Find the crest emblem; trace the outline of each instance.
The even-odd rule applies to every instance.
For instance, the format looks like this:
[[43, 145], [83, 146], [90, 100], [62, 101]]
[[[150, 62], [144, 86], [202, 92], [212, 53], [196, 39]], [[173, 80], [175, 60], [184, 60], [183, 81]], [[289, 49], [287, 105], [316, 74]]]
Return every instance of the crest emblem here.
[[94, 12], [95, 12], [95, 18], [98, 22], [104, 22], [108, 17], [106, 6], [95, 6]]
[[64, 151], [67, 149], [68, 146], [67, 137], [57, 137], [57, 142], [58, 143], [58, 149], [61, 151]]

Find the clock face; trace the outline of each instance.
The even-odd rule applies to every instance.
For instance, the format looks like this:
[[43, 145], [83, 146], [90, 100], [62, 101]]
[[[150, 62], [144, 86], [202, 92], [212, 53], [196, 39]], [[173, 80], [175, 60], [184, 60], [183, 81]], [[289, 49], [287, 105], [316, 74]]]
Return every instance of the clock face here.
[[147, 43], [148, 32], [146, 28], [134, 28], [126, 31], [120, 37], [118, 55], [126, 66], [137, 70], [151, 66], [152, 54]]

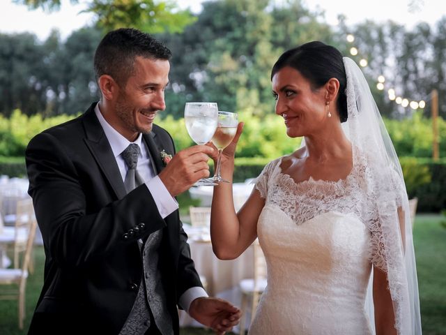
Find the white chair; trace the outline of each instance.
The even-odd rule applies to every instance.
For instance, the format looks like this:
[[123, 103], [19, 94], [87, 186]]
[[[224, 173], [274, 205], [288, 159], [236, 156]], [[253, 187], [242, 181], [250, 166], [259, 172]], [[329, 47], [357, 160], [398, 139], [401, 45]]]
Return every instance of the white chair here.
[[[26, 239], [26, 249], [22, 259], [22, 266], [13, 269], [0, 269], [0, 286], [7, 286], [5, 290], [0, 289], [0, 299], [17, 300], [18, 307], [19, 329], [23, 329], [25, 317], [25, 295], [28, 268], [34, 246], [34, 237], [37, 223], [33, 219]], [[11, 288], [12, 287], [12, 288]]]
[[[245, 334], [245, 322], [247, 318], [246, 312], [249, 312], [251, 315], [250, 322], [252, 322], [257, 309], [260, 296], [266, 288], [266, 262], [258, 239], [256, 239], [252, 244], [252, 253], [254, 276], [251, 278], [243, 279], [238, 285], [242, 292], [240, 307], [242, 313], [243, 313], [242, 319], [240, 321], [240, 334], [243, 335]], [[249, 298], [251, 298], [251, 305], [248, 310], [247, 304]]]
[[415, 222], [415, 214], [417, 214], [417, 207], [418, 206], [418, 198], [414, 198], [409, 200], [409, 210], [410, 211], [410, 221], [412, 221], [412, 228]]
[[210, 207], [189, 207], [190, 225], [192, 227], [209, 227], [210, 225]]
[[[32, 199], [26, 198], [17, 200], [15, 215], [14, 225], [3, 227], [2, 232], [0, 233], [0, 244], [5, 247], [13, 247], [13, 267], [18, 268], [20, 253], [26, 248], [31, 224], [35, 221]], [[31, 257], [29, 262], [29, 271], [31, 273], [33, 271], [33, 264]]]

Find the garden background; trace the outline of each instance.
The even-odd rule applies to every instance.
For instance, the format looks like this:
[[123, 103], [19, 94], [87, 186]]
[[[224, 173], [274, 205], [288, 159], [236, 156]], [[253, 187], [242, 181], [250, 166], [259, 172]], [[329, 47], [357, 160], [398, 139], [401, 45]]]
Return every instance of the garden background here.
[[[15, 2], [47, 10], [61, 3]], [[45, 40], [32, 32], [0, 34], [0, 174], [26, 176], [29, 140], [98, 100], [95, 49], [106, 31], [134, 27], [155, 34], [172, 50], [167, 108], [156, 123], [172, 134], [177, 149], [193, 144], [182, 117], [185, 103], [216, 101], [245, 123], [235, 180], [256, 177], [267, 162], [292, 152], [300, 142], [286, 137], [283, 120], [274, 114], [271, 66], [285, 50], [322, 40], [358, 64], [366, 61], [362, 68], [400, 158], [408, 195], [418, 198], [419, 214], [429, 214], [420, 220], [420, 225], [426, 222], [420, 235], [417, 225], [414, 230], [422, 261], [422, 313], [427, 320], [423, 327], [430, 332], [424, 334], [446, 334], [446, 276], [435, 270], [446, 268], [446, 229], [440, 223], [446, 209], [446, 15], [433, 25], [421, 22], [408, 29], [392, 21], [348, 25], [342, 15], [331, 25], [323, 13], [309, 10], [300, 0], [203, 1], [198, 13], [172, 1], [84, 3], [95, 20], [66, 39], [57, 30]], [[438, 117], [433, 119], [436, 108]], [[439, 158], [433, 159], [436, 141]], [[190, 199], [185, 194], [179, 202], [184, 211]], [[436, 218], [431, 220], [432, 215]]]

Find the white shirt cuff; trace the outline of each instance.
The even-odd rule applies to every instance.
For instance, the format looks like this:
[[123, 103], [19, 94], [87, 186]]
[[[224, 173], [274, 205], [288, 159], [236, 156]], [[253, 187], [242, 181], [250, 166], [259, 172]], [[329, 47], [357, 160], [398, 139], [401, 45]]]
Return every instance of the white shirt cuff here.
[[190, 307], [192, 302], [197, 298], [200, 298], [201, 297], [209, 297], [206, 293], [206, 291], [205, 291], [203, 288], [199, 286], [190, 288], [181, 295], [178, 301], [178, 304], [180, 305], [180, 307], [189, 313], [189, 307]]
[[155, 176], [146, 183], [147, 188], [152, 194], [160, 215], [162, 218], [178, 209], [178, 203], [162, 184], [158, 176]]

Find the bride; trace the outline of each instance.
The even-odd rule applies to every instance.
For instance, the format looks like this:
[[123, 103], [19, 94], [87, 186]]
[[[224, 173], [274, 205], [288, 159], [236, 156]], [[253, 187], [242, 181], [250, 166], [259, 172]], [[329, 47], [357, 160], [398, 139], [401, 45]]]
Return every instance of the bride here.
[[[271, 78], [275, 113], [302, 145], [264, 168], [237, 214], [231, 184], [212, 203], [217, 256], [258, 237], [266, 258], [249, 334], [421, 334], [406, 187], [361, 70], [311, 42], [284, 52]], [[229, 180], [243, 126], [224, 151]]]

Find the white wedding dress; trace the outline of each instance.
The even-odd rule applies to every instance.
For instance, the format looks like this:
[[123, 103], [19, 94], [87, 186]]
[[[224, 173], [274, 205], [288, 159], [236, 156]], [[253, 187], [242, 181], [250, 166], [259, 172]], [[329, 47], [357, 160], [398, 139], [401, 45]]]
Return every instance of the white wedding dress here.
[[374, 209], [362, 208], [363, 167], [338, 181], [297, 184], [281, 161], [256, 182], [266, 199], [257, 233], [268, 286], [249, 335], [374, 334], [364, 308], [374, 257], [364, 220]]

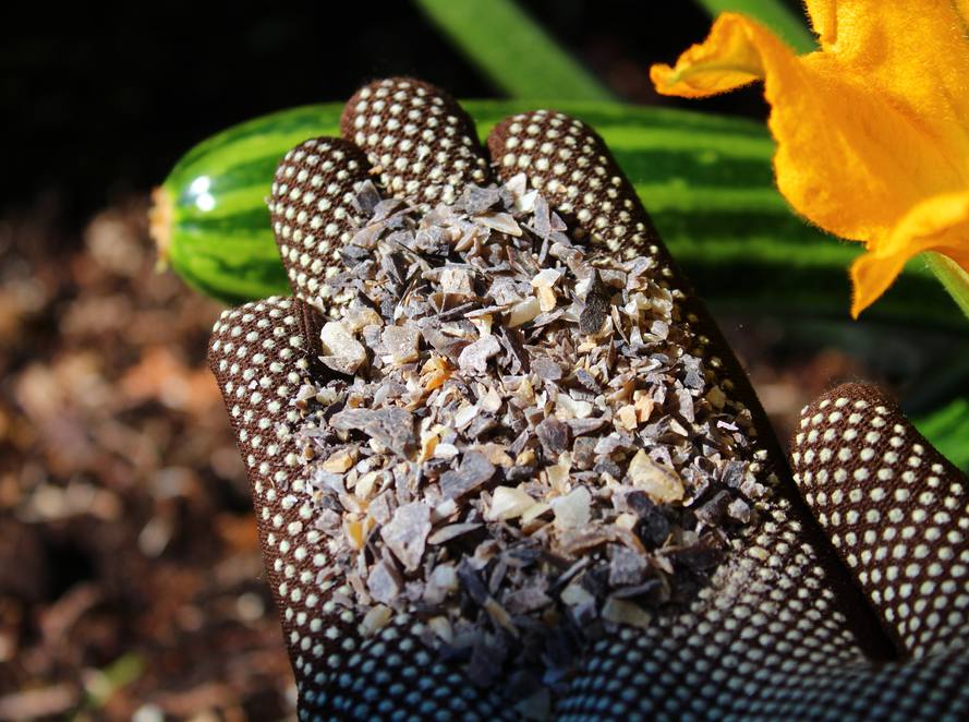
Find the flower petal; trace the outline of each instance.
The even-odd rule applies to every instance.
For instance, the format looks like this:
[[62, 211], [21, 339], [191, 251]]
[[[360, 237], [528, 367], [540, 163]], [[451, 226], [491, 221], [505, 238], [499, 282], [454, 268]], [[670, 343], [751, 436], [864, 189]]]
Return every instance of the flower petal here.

******************************

## GIVEN EXERCISE:
Please render the lines of the records as a Markdown table, starting with the line that contains "Find the bride;" and going on through the line that contains "126], [224, 151]]]", both included. Use the columns Row and Line, number the rows in order, and leave out blank lines.

## ANSWER FOR THE TASK:
| Row | Line |
|---|---|
| 1 | Find the bride; trace the outline of each instance. |
| 2 | The even-odd rule applies to every instance. |
| 3 | For instance, the format looks like this: |
| 4 | [[123, 103], [19, 94], [87, 186]] |
| 5 | [[[224, 173], [274, 205], [288, 159], [236, 156]], [[253, 187], [242, 181], [250, 166], [259, 172]], [[329, 47], [357, 160], [398, 139], [401, 45]]] |
| 6 | Return every instance of the bride here. |
| 7 | [[[271, 78], [275, 113], [302, 145], [264, 168], [237, 214], [231, 184], [212, 203], [217, 256], [258, 237], [266, 258], [249, 334], [421, 334], [406, 187], [361, 70], [311, 42], [284, 52]], [[229, 180], [243, 126], [224, 151]]] |